(Coordinate labeling data)
⁂

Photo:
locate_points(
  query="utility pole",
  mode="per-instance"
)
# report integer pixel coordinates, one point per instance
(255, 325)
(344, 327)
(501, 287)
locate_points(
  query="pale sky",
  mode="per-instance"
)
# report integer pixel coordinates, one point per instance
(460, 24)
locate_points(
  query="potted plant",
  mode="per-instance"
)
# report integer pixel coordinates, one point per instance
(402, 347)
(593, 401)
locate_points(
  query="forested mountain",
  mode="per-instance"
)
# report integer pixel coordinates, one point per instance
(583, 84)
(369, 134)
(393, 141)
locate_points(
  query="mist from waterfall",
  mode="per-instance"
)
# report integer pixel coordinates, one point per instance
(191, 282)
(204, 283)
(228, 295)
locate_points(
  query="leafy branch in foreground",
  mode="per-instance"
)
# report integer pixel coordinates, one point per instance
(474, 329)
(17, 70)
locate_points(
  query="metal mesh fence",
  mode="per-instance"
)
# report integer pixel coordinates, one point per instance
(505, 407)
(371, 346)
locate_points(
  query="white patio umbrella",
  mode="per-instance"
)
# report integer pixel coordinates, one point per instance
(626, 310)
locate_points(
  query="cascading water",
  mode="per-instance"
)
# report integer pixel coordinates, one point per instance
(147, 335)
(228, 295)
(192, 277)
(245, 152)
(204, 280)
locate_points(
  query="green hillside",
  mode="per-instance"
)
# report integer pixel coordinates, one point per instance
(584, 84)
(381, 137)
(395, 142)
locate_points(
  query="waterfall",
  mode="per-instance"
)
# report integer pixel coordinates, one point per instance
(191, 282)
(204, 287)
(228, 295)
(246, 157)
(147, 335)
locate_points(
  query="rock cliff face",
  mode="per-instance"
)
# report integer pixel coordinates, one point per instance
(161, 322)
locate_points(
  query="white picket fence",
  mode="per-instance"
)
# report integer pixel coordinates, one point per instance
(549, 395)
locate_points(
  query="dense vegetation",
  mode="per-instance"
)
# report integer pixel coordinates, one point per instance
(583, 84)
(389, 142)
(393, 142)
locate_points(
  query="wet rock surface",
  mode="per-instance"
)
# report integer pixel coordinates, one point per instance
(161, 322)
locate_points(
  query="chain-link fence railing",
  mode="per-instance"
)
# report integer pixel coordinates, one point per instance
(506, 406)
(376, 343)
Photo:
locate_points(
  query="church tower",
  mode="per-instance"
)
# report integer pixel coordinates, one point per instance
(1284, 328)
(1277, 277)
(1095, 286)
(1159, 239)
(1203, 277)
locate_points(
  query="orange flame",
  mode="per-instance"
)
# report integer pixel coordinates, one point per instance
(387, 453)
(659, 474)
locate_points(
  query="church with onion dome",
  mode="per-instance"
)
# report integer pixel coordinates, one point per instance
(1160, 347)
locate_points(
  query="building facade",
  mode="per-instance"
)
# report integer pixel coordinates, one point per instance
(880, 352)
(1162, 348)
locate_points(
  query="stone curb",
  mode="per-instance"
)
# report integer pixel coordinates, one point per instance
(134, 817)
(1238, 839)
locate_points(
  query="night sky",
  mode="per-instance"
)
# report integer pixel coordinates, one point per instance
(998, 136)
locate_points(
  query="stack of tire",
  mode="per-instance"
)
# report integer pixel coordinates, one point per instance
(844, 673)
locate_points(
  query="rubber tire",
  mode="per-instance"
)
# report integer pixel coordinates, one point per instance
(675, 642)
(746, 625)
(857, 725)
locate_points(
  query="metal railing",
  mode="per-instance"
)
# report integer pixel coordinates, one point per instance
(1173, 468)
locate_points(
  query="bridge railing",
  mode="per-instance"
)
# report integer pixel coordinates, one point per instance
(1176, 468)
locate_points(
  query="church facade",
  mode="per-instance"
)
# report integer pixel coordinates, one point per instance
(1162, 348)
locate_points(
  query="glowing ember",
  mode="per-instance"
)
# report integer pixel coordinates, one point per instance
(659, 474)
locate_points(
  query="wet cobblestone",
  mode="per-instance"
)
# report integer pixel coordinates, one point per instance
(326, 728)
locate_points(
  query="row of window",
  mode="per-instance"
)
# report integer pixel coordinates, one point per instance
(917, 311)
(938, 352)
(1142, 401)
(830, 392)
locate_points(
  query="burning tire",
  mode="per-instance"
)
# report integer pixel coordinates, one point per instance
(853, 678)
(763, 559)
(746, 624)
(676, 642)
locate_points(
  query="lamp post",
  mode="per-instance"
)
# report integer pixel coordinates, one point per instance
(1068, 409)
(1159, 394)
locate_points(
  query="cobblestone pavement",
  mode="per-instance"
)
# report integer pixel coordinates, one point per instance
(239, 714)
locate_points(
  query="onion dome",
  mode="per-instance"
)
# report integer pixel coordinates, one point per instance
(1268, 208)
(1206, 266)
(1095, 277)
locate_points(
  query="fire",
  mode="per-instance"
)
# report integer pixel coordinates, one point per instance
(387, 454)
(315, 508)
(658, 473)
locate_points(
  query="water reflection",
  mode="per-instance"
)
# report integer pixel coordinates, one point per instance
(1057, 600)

⁂

Exactly reproduce all of the entries.

Solved exercise:
Photo:
locate_points(
  query="utility pole",
  mode="per-instance"
)
# report integer pixel coordinates, one point per instance
(255, 325)
(344, 327)
(501, 287)
locate_points(
  query="pale sky",
  mode="per-instance"
)
# report integer pixel coordinates, one point per instance
(460, 24)
locate_points(
  query="potted plant",
  mode="per-instance"
)
# report integer pixel coordinates, one point per instance
(402, 347)
(593, 401)
locate_points(
  query="forested mountain",
  mode="per-instance"
)
# report integer pixel coordinates, one point per instance
(583, 84)
(369, 134)
(393, 141)
locate_points(
  query="mist from waterfall",
  mode="per-instance"
)
# report integer pixel coordinates, one point per instance
(191, 282)
(204, 283)
(228, 295)
locate_points(
  query="leafy branch in foreground",
  mode="per-instance"
)
# report integer pixel coordinates, one point per instance
(474, 329)
(17, 70)
locate_points(
  query="metal mesh fence",
  mode="per-instance"
)
# report integer pixel coordinates, one point per instance
(505, 407)
(371, 346)
locate_points(
  query="white patio umbrella",
  mode="per-instance"
)
# report integer pixel coordinates, one point per instance
(626, 310)
locate_points(
  query="cascading water",
  mode="per-instance"
)
# report integer pixel coordinates, one point per instance
(147, 335)
(228, 295)
(192, 277)
(245, 152)
(204, 280)
locate_points(
  query="green hillside",
  mode="per-instance"
)
# report integer pixel coordinates, one point per instance
(584, 84)
(381, 137)
(395, 142)
locate_points(
  query="waterfall",
  mode="per-instance"
)
# report integer pixel coordinates, one point per instance
(191, 282)
(204, 287)
(228, 295)
(246, 157)
(147, 335)
locate_points(
  query="rock cliff face",
  mode="per-instance"
)
# report integer pixel coordinates, one point per instance
(161, 322)
locate_points(
  query="white picket fence",
  mode="per-instance"
)
# report integer pixel coordinates, one point per instance
(549, 395)
locate_points(
  query="dense vegetation",
  mode="per-instance"
)
# report integer pixel coordinates, one point per instance
(583, 84)
(389, 142)
(393, 142)
locate_points(
  query="wet rock surface",
  mode="per-instance"
)
# report integer pixel coordinates, one point per instance
(161, 322)
locate_points(
  query="chain-link fence railing",
  mode="per-instance"
)
# report integer pixel coordinates, one point per instance
(506, 406)
(376, 343)
Photo:
locate_points(
  query="church tower",
  mode="per-instance"
)
# report integer pixel coordinates, one point per instance
(1284, 328)
(1277, 277)
(1095, 286)
(1159, 239)
(1203, 277)
locate_points(
  query="orange flame",
  mode="per-instance"
)
# report integer pixel coordinates, one point per instance
(387, 453)
(659, 474)
locate_points(
  query="church with onion dome",
  mode="per-instance"
)
# report integer pixel coordinates, one point per instance
(1160, 347)
locate_points(
  query="building facade",
  mode="per-instance"
)
# report integer pixel coordinates, one point per instance
(880, 352)
(1162, 348)
locate_points(
  query="stone curb",
  mode="per-instance"
)
# report integer pixel coordinates, one point per instance
(134, 817)
(1238, 839)
locate_points(
  query="night sky",
  mode="per-instance"
)
# report integer pixel coordinates, one point per instance
(998, 136)
locate_points(
  query="stack of tire",
  mode="per-instance"
)
# report integer pixel coordinates, one point per instance
(844, 673)
locate_points(
  query="rubber tire",
  mode="per-instance"
)
# report integer pixel coordinates, one point per instance
(675, 642)
(746, 625)
(857, 725)
locate_points(
  query="metal railing",
  mode="per-instance"
)
# report integer pixel coordinates, one point per instance
(1173, 468)
locate_points(
  query="bridge railing",
  mode="per-instance"
)
# report integer pixel coordinates, one point per instance
(1176, 468)
locate_points(
  query="church facade",
  mode="per-instance"
)
# report integer pixel coordinates, one point per instance
(1162, 348)
locate_points(
  query="glowing ember",
  mode="per-instance"
)
# report integer pixel coordinates, one point per instance
(659, 474)
locate_points(
  query="wet cobblestone",
  mode="per-instance"
)
# report integer pixel coordinates, one point per instance
(326, 728)
locate_points(
  query="row of window",
  mode="per-instance"
)
# report integer pixel coordinates, one point per instance
(917, 311)
(938, 352)
(1142, 401)
(830, 392)
locate_points(
  query="burning tire",
  mode="per-instance"
)
# report integer pixel coordinates, one point per instance
(853, 678)
(763, 559)
(746, 624)
(676, 642)
locate_points(
  query="lamp post",
  mode="per-instance"
)
# report integer pixel coordinates, one point per instance
(1068, 409)
(1159, 394)
locate_points(
  query="cobblestone pavement",
  mode="per-instance"
)
# report integer pixel coordinates, one point per instance
(239, 714)
locate_points(
  query="onion dome",
  mode="per-instance"
)
# report integer pixel coordinates, one point per instance
(1268, 208)
(1206, 266)
(1095, 277)
locate_points(
  query="fire",
  mode="per-instance"
)
# report integer pixel coordinates, one point per instance
(387, 454)
(315, 508)
(658, 473)
locate_points(
  query="water reflection",
  mode="per-instance"
)
# report integer pixel coordinates, one point per instance
(1057, 600)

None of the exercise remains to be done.